Could you lay out these lines as a JSON list of strings, with one string for each line and blank lines left out?
** Begin Data lines **
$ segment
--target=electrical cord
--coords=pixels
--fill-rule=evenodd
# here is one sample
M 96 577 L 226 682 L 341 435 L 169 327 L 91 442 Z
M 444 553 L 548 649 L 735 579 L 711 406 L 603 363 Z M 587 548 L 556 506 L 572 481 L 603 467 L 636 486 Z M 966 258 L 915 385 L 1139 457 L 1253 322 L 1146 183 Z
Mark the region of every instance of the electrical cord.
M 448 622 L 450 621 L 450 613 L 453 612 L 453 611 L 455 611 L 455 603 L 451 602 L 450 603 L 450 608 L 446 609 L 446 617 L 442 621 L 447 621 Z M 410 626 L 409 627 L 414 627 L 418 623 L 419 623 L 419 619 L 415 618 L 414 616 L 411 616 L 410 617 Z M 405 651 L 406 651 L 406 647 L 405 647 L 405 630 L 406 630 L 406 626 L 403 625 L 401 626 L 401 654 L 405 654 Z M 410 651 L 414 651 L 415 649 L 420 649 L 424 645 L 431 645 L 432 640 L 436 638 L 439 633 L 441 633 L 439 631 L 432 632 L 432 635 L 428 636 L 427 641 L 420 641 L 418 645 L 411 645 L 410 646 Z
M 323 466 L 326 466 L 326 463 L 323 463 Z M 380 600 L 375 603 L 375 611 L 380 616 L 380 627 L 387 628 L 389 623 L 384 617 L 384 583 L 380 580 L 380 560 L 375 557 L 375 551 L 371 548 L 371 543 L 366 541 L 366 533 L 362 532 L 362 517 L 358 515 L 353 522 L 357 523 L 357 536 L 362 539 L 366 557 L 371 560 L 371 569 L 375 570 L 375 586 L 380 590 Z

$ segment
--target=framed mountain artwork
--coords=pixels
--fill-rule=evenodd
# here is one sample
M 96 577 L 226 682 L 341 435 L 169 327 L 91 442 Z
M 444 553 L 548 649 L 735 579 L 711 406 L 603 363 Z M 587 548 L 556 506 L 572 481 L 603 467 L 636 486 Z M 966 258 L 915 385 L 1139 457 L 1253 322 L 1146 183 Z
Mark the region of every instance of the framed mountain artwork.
** End Data lines **
**Answer to the exercise:**
[
  "$ segment",
  "--target=electrical cord",
  "--coords=pixels",
  "--fill-rule=evenodd",
  "# here is one sample",
  "M 96 577 L 226 682 L 341 435 L 169 327 L 91 442 Z",
  "M 444 553 L 548 649 L 735 579 L 711 406 L 603 363 Z M 587 548 L 556 506 L 572 481 L 603 467 L 636 486 Z M 966 258 L 915 385 L 1139 457 L 1253 322 L 1146 183 Z",
  "Mark the region of every instance of the electrical cord.",
  "M 448 622 L 450 621 L 450 613 L 453 612 L 453 611 L 455 611 L 455 603 L 451 602 L 450 603 L 450 608 L 446 609 L 446 617 L 442 621 L 447 621 Z M 410 626 L 409 627 L 414 627 L 418 623 L 419 623 L 419 619 L 415 618 L 414 616 L 411 616 L 410 617 Z M 405 651 L 406 651 L 406 647 L 405 647 L 405 630 L 406 630 L 406 626 L 403 625 L 401 626 L 401 654 L 405 654 Z M 410 651 L 414 651 L 415 649 L 420 649 L 424 645 L 431 645 L 432 640 L 436 638 L 439 633 L 441 633 L 439 631 L 432 632 L 432 635 L 428 636 L 427 641 L 420 641 L 418 645 L 411 645 L 410 646 Z",
  "M 323 466 L 326 466 L 326 463 L 323 463 Z M 380 600 L 375 603 L 375 611 L 380 616 L 380 627 L 387 628 L 389 623 L 384 617 L 384 583 L 380 580 L 380 560 L 375 557 L 375 551 L 371 548 L 371 543 L 366 541 L 366 533 L 362 532 L 362 517 L 358 515 L 353 522 L 357 523 L 357 536 L 362 539 L 366 557 L 371 560 L 371 569 L 375 570 L 375 586 L 380 590 Z",
  "$ segment",
  "--target=framed mountain artwork",
  "--coords=pixels",
  "--fill-rule=evenodd",
  "# here is one sample",
  "M 96 577 L 226 682 L 341 435 L 169 327 L 91 442 Z",
  "M 444 553 L 548 649 L 735 579 L 711 406 L 603 363 Z M 587 548 L 556 506 L 572 481 L 603 467 L 636 486 Z M 966 258 L 915 385 L 1139 457 L 1253 322 L 1146 183 Z",
  "Mark the region of every instance of the framed mountain artwork."
]